SOURCE TEXT:
****

So why all of the Matcha Hype?
Matcha is a tea rich in catechin polyphenols (the most important of which is EGCG – epigallo-catechin gallate) compounds with high antioxidant activity, that also contains trace minerals and vitamins (A, B-complex, C, E, and K).
Matcha tea has a significant amount of dietary fiber and practically no calories. With its abundance of these vitamins and compounds, it is also said to:
- Protect against many kinds of cancer;
- Can slow or halt growth of cancer cells;
- Protect against cardiovascular disease;
- Slow the aging process;
- Boost metabolism;
- Reduce LDL “bad” cholesterol;
- Stabilize blood sugar levels;
- Help reduce high blood pressure; and
- Boost resistance to many toxins.
This still doesn’t explain to me how something commercially bottled, and (let’s be honest here) containing a much lesser quality and quantity of the desired Matcha tea powder is flying off the shelves…
Body Builders, heath and fitness gurus and those who practice meditation rituals all swear that Matcha is essential to reaching their peak potential because:
- Japanese tea leaves (those used to produce Matcha powder) grow in the shade to increase chlorophyll content. These chlorophyll-rich leaves are then handpicked, steamed, dried and ground into a fine green powder;
- Chlorophyll is purported to detoxify the body of toxins, heavy metals, poisons, dioxins and hormone disrupters;
- Matcha contains three times the caffeine as coffee but without the jittery buzz, instead inducing an “alert calm” due to it’s naturally derived l-theanine, which relaxes without drowsiness;
- One cup of Matcha green tea has as many antioxidants as 10 cups of regular tea
- A 2003 University of Colorado study confirmed that drinking 1 cup of matcha green tea has 137 times the amount of antioxidant EGCG compared to a conventional cup of green tea;
- Matcha green tea possesses antioxidant levels 6.2 times that of goji berries, 7 times that of dark chocolate, 17 times that of wild blueberries and 60.5 times that of spinach;
- Matcha, when combined with meditation, contributes to the health and weight loss benefits – reduces cortisol (a stress hormone that drive appetite and increases belly fat), lowers inflammation (tied to premature aging and disease), curbs impulsive eating, lowers blood pressure, and boosts self-esteem;
- Matcha green tea contains up to 5 times more L-theanine than conventional green tea and increases Alpha wave activity in the brain. Stress is known to induce the brain’s Beta wave activity, leading to a more agitated state. Alpha wave activity can relieve stress, promote relaxation and even lower blood pressure;
- Consuming green tea increases thermogenesis (the body’s rate of burning calories) from 8-10% to 35-43% of daily energy expenditure;
- Exercising immediately after drinking Matcha green tea resulted in 25% more fat burning during exercise
Bodybuilding.com shakes their pom-poms for Matcha in their own unique way: “If you’re not drinking Matcha green tea yet, you’re behind the times! Get with the program and try this metabolism-enhancing, stress-reducing, immune-boosting, cholesterol-lowering, teenage-mutant-ninja cancer fighter!”

****

DATA PROVIDED:
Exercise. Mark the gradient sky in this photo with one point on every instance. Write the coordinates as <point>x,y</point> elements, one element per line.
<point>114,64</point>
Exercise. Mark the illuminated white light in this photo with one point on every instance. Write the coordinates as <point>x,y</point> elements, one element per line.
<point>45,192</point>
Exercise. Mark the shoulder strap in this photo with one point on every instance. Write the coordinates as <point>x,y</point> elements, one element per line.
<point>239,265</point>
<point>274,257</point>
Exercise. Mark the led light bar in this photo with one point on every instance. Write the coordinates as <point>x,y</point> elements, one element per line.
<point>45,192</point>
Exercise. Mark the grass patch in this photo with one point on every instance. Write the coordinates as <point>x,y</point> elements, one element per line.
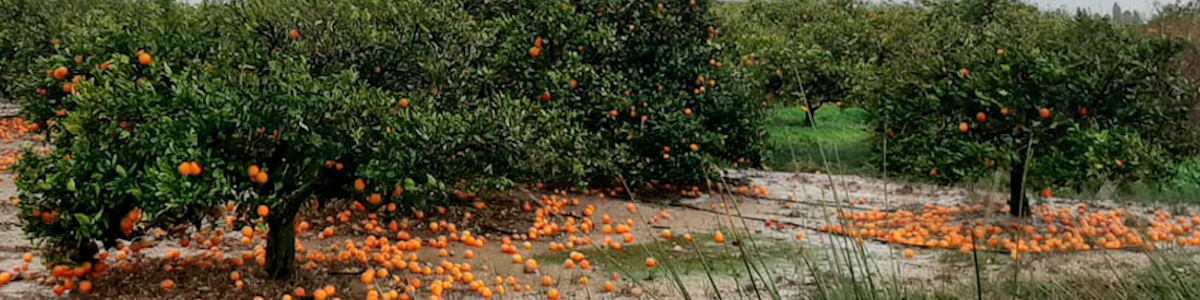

****

PROBLEMS TO SOLVE:
1. Name each food that the matcha passage compares with matcha green tea in antioxidant levels.
2. Repeat the part of the matcha passage that opens with the words containing "So why all of" and closes with "to many toxins.".
3. Write the next part of the matcha passage, picking up after its final sentence.
The material above has no connection to the matcha passage.

ANSWERS GIVEN:
1. Goji berries, dark chocolate, wild blueberries, and spinach.

2.
So why all of the Matcha Hype?
Matcha is a tea rich in catechin polyphenols (the most important of which is EGCG – epigallo-catechin gallate) compounds with high antioxidant activity, that also contains trace minerals and vitamins (A, B-complex, C, E, and K).
Matcha tea has a significant amount of dietary fiber and practically no calories. With its abundance of these vitamins and compounds, it is also said to:
- Protect against many kinds of cancer;
- Can slow or halt growth of cancer cells;
- Protect against cardiovascular disease;
- Slow the aging process;
- Boost metabolism;
- Reduce LDL “bad” cholesterol;
- Stabilize blood sugar levels;
- Help reduce high blood pressure; and
- Boost resistance to many toxins.

3.
Health Magazine warns that the taste of Matcha is strong, sometimes described as grassy or spinach-like. This explains why it is often watered down and/or sweetened, and even added to foods to improve it’s taste. To avoid the grassy taste do not add Matcha green tea powder to boiling water. Boil the water and let it sit for 5 minutes before adding the tea.
So, I’m convinced enough by the purported benefits to give this a try. One area in particular that appeals to me is that I have difficulty sleeping at night and it could be due to my consumption of green tea, but not the Matcha variety.
Quality is important if you want the reported results, and quality doesn’t come cheap. High quality, fresh, pure Matcha is expensive. A low price tag can be a red flag for a poor quality product, and, as with anything that is touted as the newest trend, it can be overdone, so ingest it in moderation.